◆ **原文节选**
• • •
博客园  :: 首页  :: 管理

笔者今天在对k8s,v1.23.6版本的的master节点使用如下命令进行初始化时

[root@k8s-master qq-5201351]# kubeadm init \
> --apiserver-advertise-address 192.18.106.87 \
> --image-repository registry.aliyuncs.com/google_containers \
> --kubernetes-version v1.23.6 \
> --service-cidr=10.96.0.0/12 \
> --pod-network-cidr=10.224.0.0/16

遇到如下报错:

[wait-control-plane] Waiting for the kubelet to boot up the control plane as static Pods from directory "/etc/kubernetes/manifests". This can take up to 4m0s
[kubelet-check] Initial timeout of 40s passed.
[kubelet-check] It seems like the kubelet isn't running or healthy.
[kubelet-check] The HTTP call equal to 'curl -sSL http://localhost:10248/healthz' failed with error: Get "http://localhost:10248/healthz": dial tcp [::1]:10248: connect: connection refused.
[kubelet-check] It seems like the kubelet isn't running or healthy.
[kubelet-check] The HTTP call equal to 'curl -sSL http://localhost:10248/healthz' failed with error: Get "http://localhost:10248/healthz": dial tcp [::1]:10248: connect: connection refused.
[kubelet-check] It seems like the kubelet isn't running or healthy.
[kubelet-check] The HTTP call equal to 'curl -sSL http://localhost:10248/healthz' failed with error: Get "http://localhost:10248/healthz": dial tcp [::1]:10248: connect: connection refused.
[kubelet-check] It seems like the kubelet isn't running or healthy.
[kubelet-check] The HTTP call equal to 'curl -sSL http://localhost:10248/healthz' failed with error: Get "http://localhost:10248/healthz": dial tcp [::1]:10248: connect: connection refused.
[kubelet-check] It seems like the kubelet isn't running or healthy.
[kubelet-check] The HTTP call equal to 'curl -sSL http://localhost:10248/healthz' failed with error: Get "http://localhost:10248/healthz": dial tcp [::1]:10248: connect: connection refused.

        Unfortunately, an error has occurred:
                timed out waiting for the condition

        This error is likely caused by:
                - The kubelet is not running
                - The kubelet is unhealthy due to a misconfiguration of the node in some way (required cgroups disabled)

        If you are on a systemd-powered system, you can try to troubleshoot the error with the following commands:
                - 'systemctl status kubelet'
                - 'journalctl -xeu kubelet'

        Additionally, a control plane component may have crashed or exited when started by the container runtime.
• • •
◆ **练习数据**
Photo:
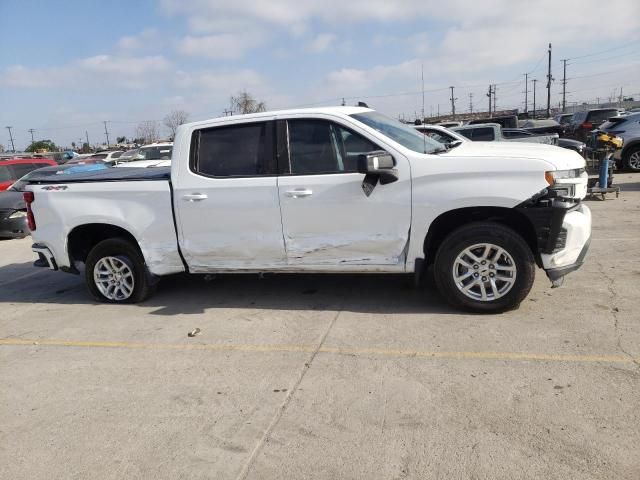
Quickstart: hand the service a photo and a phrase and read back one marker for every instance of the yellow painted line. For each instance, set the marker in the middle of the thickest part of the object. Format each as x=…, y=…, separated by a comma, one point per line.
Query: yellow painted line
x=384, y=352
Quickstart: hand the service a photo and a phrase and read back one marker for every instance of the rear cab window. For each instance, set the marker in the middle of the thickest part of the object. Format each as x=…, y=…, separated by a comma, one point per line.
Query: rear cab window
x=601, y=115
x=485, y=134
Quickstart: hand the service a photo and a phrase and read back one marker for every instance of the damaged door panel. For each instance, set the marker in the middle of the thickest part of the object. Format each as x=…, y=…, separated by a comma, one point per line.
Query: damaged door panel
x=327, y=218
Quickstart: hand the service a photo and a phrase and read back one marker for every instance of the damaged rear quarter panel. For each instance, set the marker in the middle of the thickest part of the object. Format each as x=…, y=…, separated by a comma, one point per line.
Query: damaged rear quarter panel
x=142, y=208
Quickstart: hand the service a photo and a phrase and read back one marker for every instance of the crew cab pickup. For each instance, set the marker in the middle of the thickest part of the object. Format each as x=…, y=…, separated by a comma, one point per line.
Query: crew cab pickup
x=490, y=132
x=340, y=189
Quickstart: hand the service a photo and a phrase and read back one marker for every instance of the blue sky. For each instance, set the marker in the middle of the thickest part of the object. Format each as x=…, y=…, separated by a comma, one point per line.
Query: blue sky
x=67, y=66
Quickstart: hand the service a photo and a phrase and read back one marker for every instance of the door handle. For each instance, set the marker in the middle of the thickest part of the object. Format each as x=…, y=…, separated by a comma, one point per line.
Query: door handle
x=194, y=197
x=299, y=192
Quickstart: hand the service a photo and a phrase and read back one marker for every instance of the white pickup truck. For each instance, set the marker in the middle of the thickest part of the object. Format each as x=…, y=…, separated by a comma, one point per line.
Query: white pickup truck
x=340, y=189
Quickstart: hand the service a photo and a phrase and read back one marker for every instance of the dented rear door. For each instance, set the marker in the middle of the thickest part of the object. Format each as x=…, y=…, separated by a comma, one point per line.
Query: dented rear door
x=327, y=219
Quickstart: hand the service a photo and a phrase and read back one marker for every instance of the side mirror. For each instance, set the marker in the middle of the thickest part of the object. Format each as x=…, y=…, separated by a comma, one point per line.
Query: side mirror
x=379, y=164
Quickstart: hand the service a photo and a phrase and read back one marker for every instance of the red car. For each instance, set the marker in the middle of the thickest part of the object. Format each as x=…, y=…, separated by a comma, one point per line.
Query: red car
x=14, y=168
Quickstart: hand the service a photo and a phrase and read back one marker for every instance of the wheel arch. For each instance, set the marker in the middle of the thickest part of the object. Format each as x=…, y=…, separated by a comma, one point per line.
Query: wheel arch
x=83, y=238
x=448, y=221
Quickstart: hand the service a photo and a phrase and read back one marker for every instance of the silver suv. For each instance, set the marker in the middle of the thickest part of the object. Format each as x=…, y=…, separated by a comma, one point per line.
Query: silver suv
x=628, y=128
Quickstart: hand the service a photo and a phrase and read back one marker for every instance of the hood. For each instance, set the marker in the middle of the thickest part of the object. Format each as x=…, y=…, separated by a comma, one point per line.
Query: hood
x=558, y=158
x=10, y=199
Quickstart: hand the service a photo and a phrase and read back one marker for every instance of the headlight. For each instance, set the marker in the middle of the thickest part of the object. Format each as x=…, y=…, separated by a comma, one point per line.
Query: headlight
x=554, y=176
x=18, y=214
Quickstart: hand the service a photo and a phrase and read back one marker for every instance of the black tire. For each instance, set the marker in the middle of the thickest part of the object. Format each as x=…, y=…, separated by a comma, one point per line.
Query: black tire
x=635, y=150
x=478, y=233
x=128, y=254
• • •
◆ **任务列表**
1) 根据关于 kubeadm 初始化报错的原文节选,回答下列问题:
(a) 初始化命令中指定的 Kubernetes 版本是什么?
(b) kubelet 健康检查请求的地址是什么?
(c) 在 systemd 系统上,报错信息建议用哪两条命令排查?
2) 请更新记录中从含有“of the door”的那一行到含有“x=448, y=221”的那一行,把其中的“side mirror”替换为“wing mirror”,其余内容保持不变,只写出这些行。

◆ **参考答案**
1)
(a) v1.23.6
(b) http://localhost:10248/healthz
(c) 'systemctl status kubelet' 和 'journalctl -xeu kubelet'

2)
Quickstart: hand the service a photo and a phrase and read back one marker for every instance of the door handle. For each instance, set the marker in the middle of the thickest part of the object. Format each as x=…, y=…, separated by a comma, one point per line.
Query: door handle
x=194, y=197
x=299, y=192
Quickstart: hand the service a photo and a phrase and read back one marker for every instance of the white pickup truck. For each instance, set the marker in the middle of the thickest part of the object. Format each as x=…, y=…, separated by a comma, one point per line.
Query: white pickup truck
x=340, y=189
Quickstart: hand the service a photo and a phrase and read back one marker for every instance of the dented rear door. For each instance, set the marker in the middle of the thickest part of the object. Format each as x=…, y=…, separated by a comma, one point per line.
Query: dented rear door
x=327, y=219
Quickstart: hand the service a photo and a phrase and read back one marker for every instance of the wing mirror. For each instance, set the marker in the middle of the thickest part of the object. Format each as x=…, y=…, separated by a comma, one point per line.
Query: wing mirror
x=379, y=164
Quickstart: hand the service a photo and a phrase and read back one marker for every instance of the red car. For each instance, set the marker in the middle of the thickest part of the object. Format each as x=…, y=…, separated by a comma, one point per line.
Query: red car
x=14, y=168
Quickstart: hand the service a photo and a phrase and read back one marker for every instance of the wheel arch. For each instance, set the marker in the middle of the thickest part of the object. Format each as x=…, y=…, separated by a comma, one point per line.
Query: wheel arch
x=83, y=238
x=448, y=221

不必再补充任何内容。